__Problem__
Give a verbatim copy of the lines below, minus the pictures.

● ● ● ● ●

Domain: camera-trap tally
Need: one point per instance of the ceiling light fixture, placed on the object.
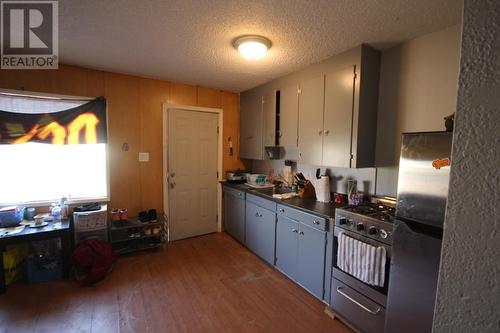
(252, 47)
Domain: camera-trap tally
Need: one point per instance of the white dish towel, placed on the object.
(363, 261)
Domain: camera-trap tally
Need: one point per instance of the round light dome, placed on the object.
(252, 47)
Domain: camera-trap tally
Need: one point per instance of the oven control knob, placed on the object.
(383, 233)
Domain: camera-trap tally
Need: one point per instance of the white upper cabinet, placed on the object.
(251, 133)
(330, 114)
(339, 96)
(269, 109)
(311, 93)
(289, 115)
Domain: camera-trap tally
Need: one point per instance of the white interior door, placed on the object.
(192, 173)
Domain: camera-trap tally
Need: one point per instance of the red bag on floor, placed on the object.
(92, 259)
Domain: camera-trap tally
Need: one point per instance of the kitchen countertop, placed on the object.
(309, 205)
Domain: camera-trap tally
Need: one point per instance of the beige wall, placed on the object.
(418, 88)
(134, 116)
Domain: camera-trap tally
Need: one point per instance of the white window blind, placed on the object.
(40, 173)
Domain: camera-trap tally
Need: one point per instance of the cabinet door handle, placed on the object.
(377, 310)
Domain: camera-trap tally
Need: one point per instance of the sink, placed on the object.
(283, 190)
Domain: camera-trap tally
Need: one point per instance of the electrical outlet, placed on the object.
(143, 157)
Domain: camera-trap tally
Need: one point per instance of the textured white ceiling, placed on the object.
(190, 41)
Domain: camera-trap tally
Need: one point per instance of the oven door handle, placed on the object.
(374, 312)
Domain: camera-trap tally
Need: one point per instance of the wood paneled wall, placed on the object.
(134, 116)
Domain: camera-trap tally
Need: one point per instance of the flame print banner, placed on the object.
(84, 124)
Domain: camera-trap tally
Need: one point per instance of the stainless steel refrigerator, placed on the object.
(422, 193)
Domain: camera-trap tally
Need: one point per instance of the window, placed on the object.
(42, 173)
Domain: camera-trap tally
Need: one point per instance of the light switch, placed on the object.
(143, 157)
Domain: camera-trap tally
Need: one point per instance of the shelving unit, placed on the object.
(132, 235)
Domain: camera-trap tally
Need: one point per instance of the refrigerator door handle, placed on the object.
(374, 312)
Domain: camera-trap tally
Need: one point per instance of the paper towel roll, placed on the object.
(322, 188)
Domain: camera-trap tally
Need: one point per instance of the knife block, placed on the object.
(307, 191)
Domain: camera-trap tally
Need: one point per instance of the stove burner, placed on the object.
(375, 210)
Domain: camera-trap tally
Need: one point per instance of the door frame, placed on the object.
(220, 116)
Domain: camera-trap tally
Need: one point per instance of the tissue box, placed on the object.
(11, 216)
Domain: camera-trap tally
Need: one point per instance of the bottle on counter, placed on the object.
(64, 207)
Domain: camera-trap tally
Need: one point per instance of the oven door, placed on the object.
(377, 294)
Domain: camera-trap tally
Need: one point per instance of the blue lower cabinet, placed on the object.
(234, 214)
(311, 259)
(301, 249)
(287, 246)
(260, 230)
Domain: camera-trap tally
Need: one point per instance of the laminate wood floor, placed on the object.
(204, 284)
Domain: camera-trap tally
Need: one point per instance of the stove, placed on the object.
(360, 303)
(370, 219)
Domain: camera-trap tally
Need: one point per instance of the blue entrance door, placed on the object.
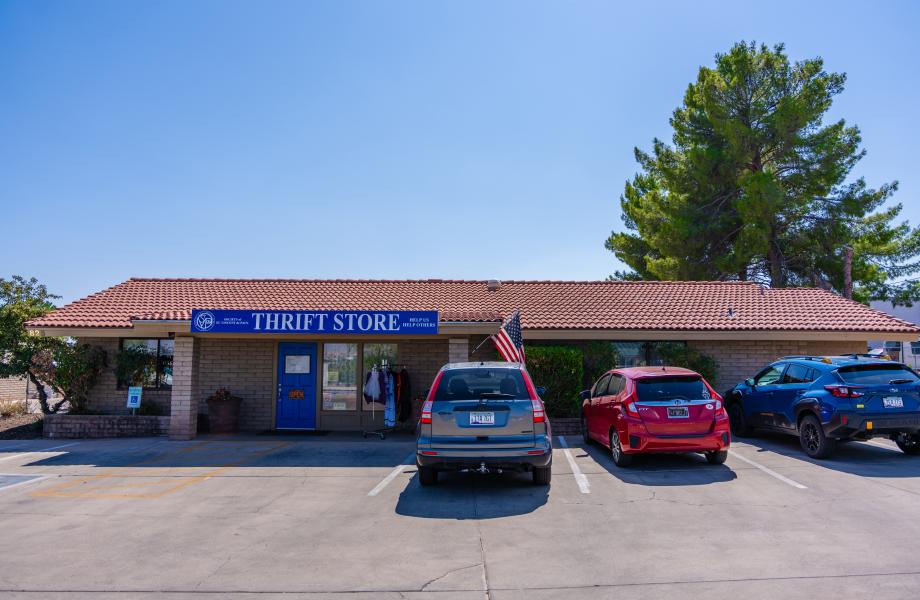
(296, 402)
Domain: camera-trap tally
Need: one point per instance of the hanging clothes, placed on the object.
(382, 383)
(373, 392)
(389, 413)
(405, 397)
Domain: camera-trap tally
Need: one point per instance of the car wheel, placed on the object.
(542, 475)
(584, 430)
(909, 443)
(620, 458)
(814, 442)
(737, 421)
(717, 458)
(427, 476)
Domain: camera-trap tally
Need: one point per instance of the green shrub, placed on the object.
(680, 355)
(560, 370)
(13, 408)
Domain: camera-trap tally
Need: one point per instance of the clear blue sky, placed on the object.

● ● ● ● ●

__Solution to the exercise__
Domain: camera-trap tally
Need: one point per instance of the ceiling light fixture, placed on the object.
(252, 47)
Domain: camera-trap tally
Need: one point per instance of the white dish towel, placed on the object.
(363, 261)
Domain: camera-trap tally
Need: one point per instance of the round light dome, placed on the object.
(252, 47)
Domain: camera-trap tally
Need: one point per instance of the oven control knob, placed on the object.
(383, 233)
Domain: camera-trap tally
Need: one point per instance of the white upper cabinet, placed on the object.
(251, 133)
(330, 114)
(339, 96)
(269, 109)
(311, 93)
(289, 115)
Domain: camera-trap tally
Need: one point per instance of the white interior door, placed on the object.
(192, 173)
Domain: camera-trap tally
Need: one point per instance of the red bag on floor, placed on the object.
(92, 259)
Domain: camera-trap tally
Need: one point per instance of the kitchen countertop, placed on the object.
(309, 205)
Domain: camera-trap tally
Need: one point per instance of the beige wall, placed on the object.
(418, 88)
(134, 116)
Domain: camera-trap tally
Need: one point per instance of the white window blind, placed on the object.
(40, 173)
Domain: camera-trap tally
Need: one point per instance of the cabinet door handle, placed on the object.
(377, 310)
Domain: camera-trap tally
Need: one point per instance of the sink, placed on the object.
(283, 190)
Domain: camera-trap tally
Need: one point per instance of the electrical outlet, placed on the object.
(143, 157)
Domain: camera-trap tally
Need: one point per instance of the textured white ceiling, placed on the object.
(190, 41)
Domain: camera-trap tally
Need: one point per instance of the oven door handle, placed on the object.
(374, 312)
Domain: camera-trap tally
Need: one point per instance of the wood paneled wall, placed on the object.
(134, 116)
Domain: camera-trap tally
Need: one point per instance of the flame print banner, placed on the object.
(84, 124)
Domain: camera-trap tally
Need: one point per instance of the stainless steel refrigerator, placed on the object.
(422, 193)
Domain: camera-trap tally
Need: one point per instance of the window, placed on the object.
(42, 173)
Domain: camera-trap tally
Need: one point per instance of the light switch, placed on the object.
(143, 157)
Domain: camera-trap tally
Need: one point per instance of the shelving unit, placed on the object.
(132, 235)
Domain: camera-trap tally
Need: one point per instance of the refrigerator door handle, placed on the object.
(374, 312)
Domain: camera-trap tally
Need: one point per instance of the paper towel roll, placed on the object.
(322, 188)
Domain: camera-trap tally
Need: one point per instance of the knife block, placed on the object.
(307, 191)
Domain: camera-trap tally
Need: one point per instance of the stove burner, placed on the object.
(375, 210)
Domain: camera-trap tally
Need: one point per instance of the door frame, placed on the object.
(220, 116)
Domain: camera-trap tally
Need: one point per instance of the tissue box, placed on the object.
(11, 216)
Domain: camera-trap tally
Need: one point per instance of the bottle on counter, placed on the object.
(64, 207)
Domain: camera-trap tally
Need: one point per instance of the oven door, placed on the object.
(377, 294)
Domain: camera-trap tally
Need: one point per instance of the blue lower cabinet, placed on the object.
(234, 214)
(311, 259)
(301, 249)
(287, 246)
(260, 230)
Domain: camera-trap tally
Need: one point per instance of the laminate wood floor, placed on the object.
(204, 284)
Domain: camera-trap tally
Need: one point per instance of the stove, placed on the object.
(360, 303)
(370, 219)
Domain: camera-trap tally
Need: one point per instance of the blue entrance door, placed on the object.
(296, 402)
Domain: camera-trap tally
Need: one point per instance of the hanging clothes, placed on the object.
(382, 383)
(373, 392)
(389, 413)
(405, 397)
Domain: camera-trap tally
Need: one point per instance of the car wheel, placed on the object.
(542, 475)
(584, 430)
(909, 443)
(620, 458)
(814, 442)
(737, 421)
(717, 458)
(427, 476)
Domain: camera-trap tally
Need: one point per instance of the green shrub, placed on the object.
(680, 355)
(560, 370)
(13, 408)
Domain: camera-trap tally
Need: one point per instance of the clear blue sky, placed on the object.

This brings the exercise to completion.